▶ _PROBLEM DETAILS_
An exact copy of every record is the expected answer.

▶ _EXERCISE MATERIAL_
★ ★ ★ ★ ★ ★ ★
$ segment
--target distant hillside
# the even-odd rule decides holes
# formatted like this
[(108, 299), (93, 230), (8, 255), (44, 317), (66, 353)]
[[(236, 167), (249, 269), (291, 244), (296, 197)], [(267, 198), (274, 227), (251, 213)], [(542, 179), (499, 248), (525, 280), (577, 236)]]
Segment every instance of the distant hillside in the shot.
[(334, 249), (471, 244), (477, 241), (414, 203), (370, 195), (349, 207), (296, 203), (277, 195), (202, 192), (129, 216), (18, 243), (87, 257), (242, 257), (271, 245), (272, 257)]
★ ★ ★ ★ ★ ★ ★
▶ _RESULT OF THE EXERCISE_
$ segment
--target distant hillside
# the even-odd rule decides holes
# formatted like this
[(108, 299), (93, 230), (8, 255), (44, 317), (66, 353)]
[[(236, 167), (249, 269), (291, 244), (296, 197)], [(267, 198), (274, 227), (251, 213)], [(542, 179), (499, 248), (525, 280), (577, 236)]]
Segment every instance of the distant hillside in the shot.
[(334, 249), (471, 244), (477, 241), (414, 203), (370, 195), (349, 207), (296, 203), (277, 195), (202, 192), (129, 216), (18, 243), (87, 257), (242, 257), (271, 245), (272, 257)]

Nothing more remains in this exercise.